Data for processing
* * *
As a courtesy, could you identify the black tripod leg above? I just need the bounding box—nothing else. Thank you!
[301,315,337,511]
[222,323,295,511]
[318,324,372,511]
* * *
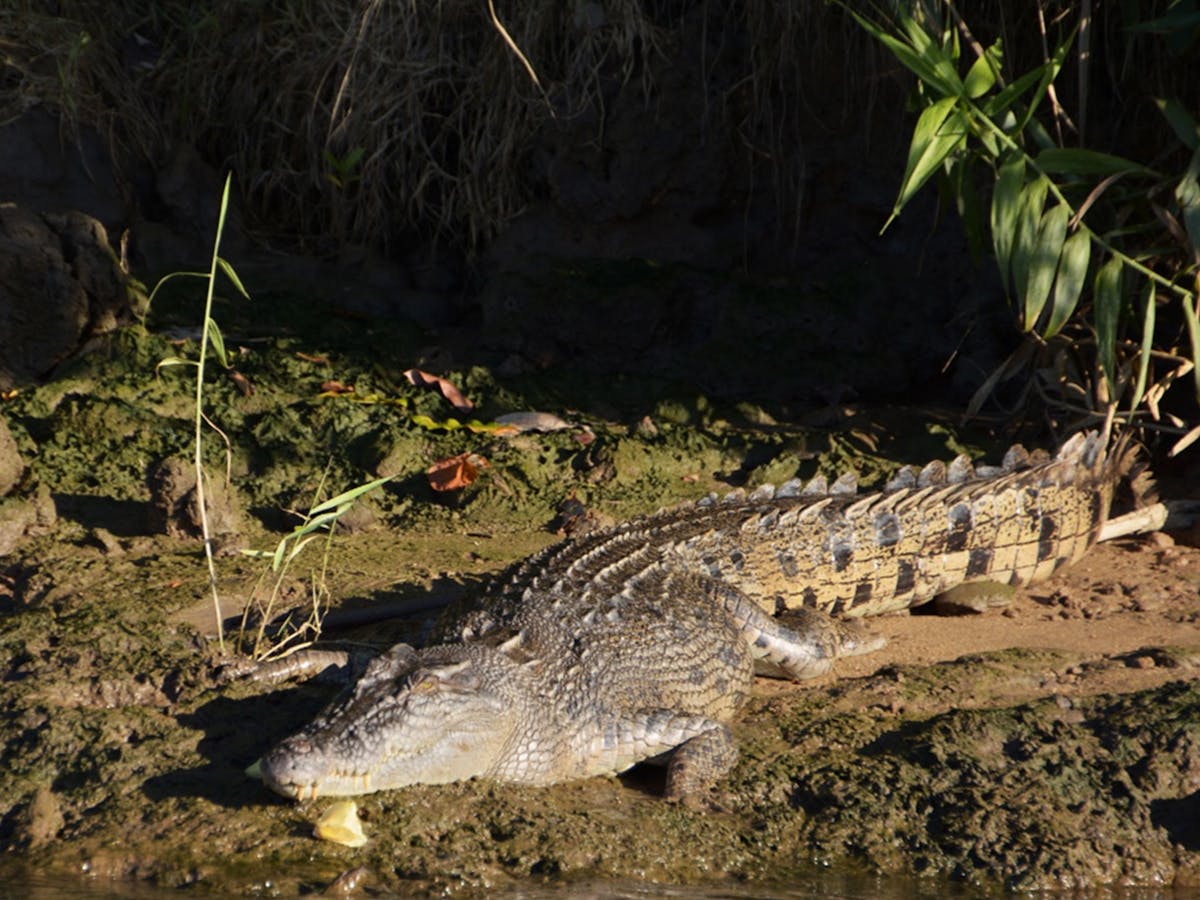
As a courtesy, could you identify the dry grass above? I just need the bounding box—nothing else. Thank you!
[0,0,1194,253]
* * *
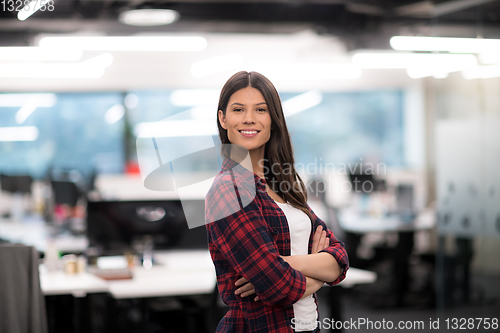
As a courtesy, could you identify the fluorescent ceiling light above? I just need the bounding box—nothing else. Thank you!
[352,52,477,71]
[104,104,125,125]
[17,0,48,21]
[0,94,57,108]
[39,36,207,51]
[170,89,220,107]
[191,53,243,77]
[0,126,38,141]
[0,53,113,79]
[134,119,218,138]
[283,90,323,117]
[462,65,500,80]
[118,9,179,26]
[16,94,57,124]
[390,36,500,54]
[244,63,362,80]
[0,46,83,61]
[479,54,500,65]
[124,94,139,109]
* * *
Could you copy, word for word, the lines starting at the one containing "As a courtesy, could you identify the black" and ending at the one containing "[318,324,372,511]", with both of those lines included?

As a courtesy, could you identify the black tripod leg above? I just need the bounding box—nothing else. Thank you!
[301,315,337,511]
[222,323,295,511]
[318,324,372,511]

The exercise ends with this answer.